What you should do:
Please write out the data below word for word, starting at its first line and ending at the line that contains "x=924 y=632", with that line included.

++++++

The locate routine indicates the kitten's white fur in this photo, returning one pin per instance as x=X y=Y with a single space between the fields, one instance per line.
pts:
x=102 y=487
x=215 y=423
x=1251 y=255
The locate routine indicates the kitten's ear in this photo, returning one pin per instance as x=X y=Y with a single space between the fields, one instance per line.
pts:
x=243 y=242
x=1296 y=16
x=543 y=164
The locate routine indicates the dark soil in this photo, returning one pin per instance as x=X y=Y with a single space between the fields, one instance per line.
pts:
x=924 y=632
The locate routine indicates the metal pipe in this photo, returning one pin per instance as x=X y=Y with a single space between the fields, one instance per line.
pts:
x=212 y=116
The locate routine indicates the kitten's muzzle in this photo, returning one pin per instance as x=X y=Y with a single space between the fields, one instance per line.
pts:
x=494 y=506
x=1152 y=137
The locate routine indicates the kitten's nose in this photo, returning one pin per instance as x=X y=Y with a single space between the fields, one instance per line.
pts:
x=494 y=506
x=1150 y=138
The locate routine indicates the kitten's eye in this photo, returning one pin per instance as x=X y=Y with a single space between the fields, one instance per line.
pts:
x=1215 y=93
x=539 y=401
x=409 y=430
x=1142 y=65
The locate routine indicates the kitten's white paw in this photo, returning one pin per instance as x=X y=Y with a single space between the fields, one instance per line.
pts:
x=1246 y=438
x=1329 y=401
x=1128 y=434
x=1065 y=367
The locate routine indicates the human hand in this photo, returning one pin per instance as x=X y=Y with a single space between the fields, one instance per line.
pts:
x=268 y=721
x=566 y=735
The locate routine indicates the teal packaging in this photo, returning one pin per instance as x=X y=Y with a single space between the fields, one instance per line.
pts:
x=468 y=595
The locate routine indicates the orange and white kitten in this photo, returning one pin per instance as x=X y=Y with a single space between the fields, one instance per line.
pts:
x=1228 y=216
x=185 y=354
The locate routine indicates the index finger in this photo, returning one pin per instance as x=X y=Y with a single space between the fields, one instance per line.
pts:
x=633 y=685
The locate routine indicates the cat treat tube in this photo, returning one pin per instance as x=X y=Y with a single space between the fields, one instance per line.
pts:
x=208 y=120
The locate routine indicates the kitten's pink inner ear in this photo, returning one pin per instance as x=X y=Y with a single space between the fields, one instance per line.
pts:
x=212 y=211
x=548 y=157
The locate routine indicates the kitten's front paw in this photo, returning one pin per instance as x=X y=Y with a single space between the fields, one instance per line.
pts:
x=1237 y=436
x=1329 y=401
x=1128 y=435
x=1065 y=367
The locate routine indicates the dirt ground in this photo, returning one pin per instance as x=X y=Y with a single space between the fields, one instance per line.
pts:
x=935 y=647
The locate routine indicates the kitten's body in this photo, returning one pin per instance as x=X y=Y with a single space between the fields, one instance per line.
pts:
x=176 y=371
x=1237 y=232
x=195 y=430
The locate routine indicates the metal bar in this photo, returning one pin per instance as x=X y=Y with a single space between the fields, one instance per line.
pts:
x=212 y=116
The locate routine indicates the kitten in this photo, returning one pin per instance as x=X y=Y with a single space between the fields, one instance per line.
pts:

++++++

Written response:
The locate routine indicates the kitten's white fur in this photo, returning one pin per instance as x=X y=Y with a single space between the fields, one instance per line.
pts:
x=102 y=487
x=215 y=423
x=1251 y=255
The locate routine indicates the kitten's ear in this photo, returning one pin per instance as x=X y=Y with a single space between the fields, one instance per line.
pts:
x=243 y=242
x=1296 y=16
x=543 y=164
The locate routine indicates the dark soil in this photo, returning one pin per instance as x=X y=Y with a single space between the fields, one instance per line.
pts:
x=924 y=632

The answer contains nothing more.